• [Задача]: Можете ли вы отредактировать фрагмент текста о военных постах, начиная с «Принимая во внимание» и заканчивая «во­зобновить боевые действия.», заменив в нём «гарнизонов» на «отрядов»?

Существование военных постов объективно создавало условия не толь­ко для спокойной работы алтайских горнозаводских предприятий, но и в некоторой степени для защиты интересов кочевников-казахов.

Правительство всемерно поощряло расселение районов расположения горнозаводских предприятий, стремясь постепенно вытеснить ойратов. Этим-то умело воспользовались ойратские владетели с целью противопос­тавить казахов российской администрации: «... а у вас (казахов. - Ред.), до отняв за Яиком, реками завладели, что им не принадлежало, а затем не ос­тавят и кочевого места не будет...».98

Принимая во внимание все эти обстоятельства, российские власти укре­пили военные посты, увеличили число гарнизонов, укреплений.

Предупрежденный о приближении к южно-сибирской границе пяти ре­гулярных полков, передислоцированных из внутренних губерний для по­полнения войск на границе с Джунгарией, Галдан-Цэрэн не решился во­зобновить боевые действия.

На юго-восточных границах правительству удалось нормализовать по­ложение; казахи, несколько оправившись от предыдущих беспрерывных стычек с ойратами, возобновили прежние связи с соседними народами, ко­торые с перерывами и в незначительном объеме осуществлялись через по­граничные посты.

В этот период Младший жуз был взбудоражен очередным восста­нием башкирского народа. Не выдержав массированных ударов ре­гулярных войск, часть повстанцев, как это было ранее в 30-х годах, бежала в казахские степи в надежде найти спасение. В числе их ока­зался один из предводителей этого движения - Карасакал, выдавав­ший себя за известного ойратского Шона-батыра. Серьезное опасе­ние, что восстанием могут быть охвачены и районы Младшего жуза, начинавшего испытывать давление Оренбургской администрации, побудило царские власти «вкоренить вражду между сими народами». На И. И. Неплюева, ставшего в 1744 г. первым оренбургским губер­натором, «...возлагалась задача во что бы то ни стало добиться от казахских феодалов выдачи скрывающихся в аулах участников вос­стания».99 Абулхаир-хан был в то время втянут в беспрерывную борь­бу со своими политическими недругами в Младшем жузе и сопре­дельных районах. На сей раз его официально не привлекали для ус­мирения башкирского движения.

• [Исходные данные]:
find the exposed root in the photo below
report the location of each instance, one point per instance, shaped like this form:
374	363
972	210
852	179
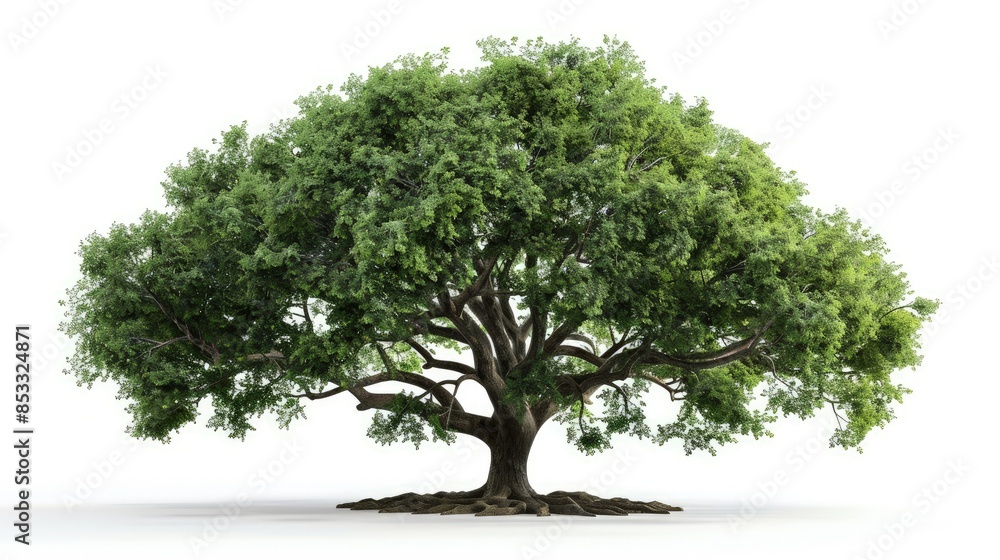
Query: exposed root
503	503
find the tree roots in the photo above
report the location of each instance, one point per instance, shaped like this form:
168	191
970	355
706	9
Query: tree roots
502	503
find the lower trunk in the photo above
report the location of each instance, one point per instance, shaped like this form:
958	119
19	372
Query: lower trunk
507	491
508	475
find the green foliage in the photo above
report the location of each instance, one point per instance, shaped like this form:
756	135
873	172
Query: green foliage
307	256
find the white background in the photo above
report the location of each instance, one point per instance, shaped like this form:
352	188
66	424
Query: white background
867	90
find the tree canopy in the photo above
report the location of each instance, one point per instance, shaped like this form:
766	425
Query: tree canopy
566	226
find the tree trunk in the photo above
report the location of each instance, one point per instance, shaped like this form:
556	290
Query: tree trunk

• [Ответ к заданию]:
Принимая во внимание все эти обстоятельства, российские власти укре­пили военные посты, увеличили число отрядов, укреплений.

Предупрежденный о приближении к южно-сибирской границе пяти ре­гулярных полков, передислоцированных из внутренних губерний для по­полнения войск на границе с Джунгарией, Галдан-Цэрэн не решился во­зобновить боевые действия.